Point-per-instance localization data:
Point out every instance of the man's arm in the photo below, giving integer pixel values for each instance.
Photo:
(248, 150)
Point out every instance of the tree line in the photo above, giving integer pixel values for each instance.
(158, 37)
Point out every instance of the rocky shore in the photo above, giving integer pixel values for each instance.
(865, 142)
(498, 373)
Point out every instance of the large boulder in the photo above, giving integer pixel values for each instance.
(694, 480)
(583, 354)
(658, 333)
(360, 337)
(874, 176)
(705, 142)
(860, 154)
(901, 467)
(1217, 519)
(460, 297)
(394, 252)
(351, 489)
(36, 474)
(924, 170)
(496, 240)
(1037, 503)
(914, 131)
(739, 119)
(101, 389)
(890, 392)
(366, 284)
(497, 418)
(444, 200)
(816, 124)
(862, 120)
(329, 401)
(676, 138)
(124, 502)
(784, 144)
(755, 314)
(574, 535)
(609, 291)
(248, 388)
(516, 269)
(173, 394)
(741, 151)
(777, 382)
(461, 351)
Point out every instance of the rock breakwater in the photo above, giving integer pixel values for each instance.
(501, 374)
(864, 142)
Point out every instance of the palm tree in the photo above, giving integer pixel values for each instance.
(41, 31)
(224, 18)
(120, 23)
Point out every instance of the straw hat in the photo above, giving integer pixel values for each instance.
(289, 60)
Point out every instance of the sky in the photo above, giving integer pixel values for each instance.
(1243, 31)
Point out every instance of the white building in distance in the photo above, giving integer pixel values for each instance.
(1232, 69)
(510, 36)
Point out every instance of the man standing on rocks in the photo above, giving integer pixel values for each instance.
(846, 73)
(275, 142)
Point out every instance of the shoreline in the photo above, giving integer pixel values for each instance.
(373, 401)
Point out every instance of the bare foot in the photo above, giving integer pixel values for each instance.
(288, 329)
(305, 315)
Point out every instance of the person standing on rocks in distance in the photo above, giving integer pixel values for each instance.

### What the task requires
All of the data above should be reproduced verbatim.

### Your response
Point out every instance of the man's arm in the photo below, giving integer pixel values for each instance.
Photo:
(248, 150)
Point out every instance of the tree line in the photo above, giving integer pixel values for each instance.
(158, 37)
Point out every instance of the rocky shore in the photo above, giving integer pixel values for each instance.
(865, 142)
(498, 373)
Point out every instance of the large boulder in the photo above, giving integer pixel values for each instance.
(694, 480)
(583, 354)
(658, 333)
(360, 337)
(874, 176)
(705, 142)
(860, 154)
(901, 467)
(1217, 519)
(460, 297)
(394, 252)
(351, 489)
(36, 474)
(924, 170)
(496, 240)
(1037, 503)
(914, 131)
(739, 119)
(101, 389)
(890, 392)
(366, 284)
(497, 418)
(444, 200)
(816, 124)
(862, 120)
(329, 401)
(676, 138)
(124, 502)
(784, 144)
(755, 314)
(574, 535)
(609, 291)
(248, 388)
(516, 269)
(173, 394)
(741, 151)
(777, 382)
(461, 351)
Point out every instance of the rock breakwater in the photo above, giving integer pixel values for each instance.
(501, 374)
(864, 142)
Point out every instance of the palm tree in the photo above, giving integer pixel values for each instance.
(41, 31)
(224, 18)
(120, 23)
Point out every instance of the straw hat in the photo above, giving integer pixel values for each instance.
(289, 60)
Point out every instance of the sky in the photo above, giving integer pixel values for each instance.
(1243, 31)
Point out every instance of the white building in distance in the photo above, giving integer pixel values for each instance.
(1232, 69)
(510, 36)
Point out every instance of the man standing on rocks in the photo above, giving integer pixel values for each instance.
(846, 73)
(275, 142)
Point out every instance of the shoreline in the photo above, giving integer pixel values for each instance.
(373, 401)
Point out every instance of the bare foot in the photo above, giving integer pixel values for each instance.
(288, 329)
(305, 315)
Point out every instance of the person standing on rocks in distance in the photo above, giving integer pixel values for each instance.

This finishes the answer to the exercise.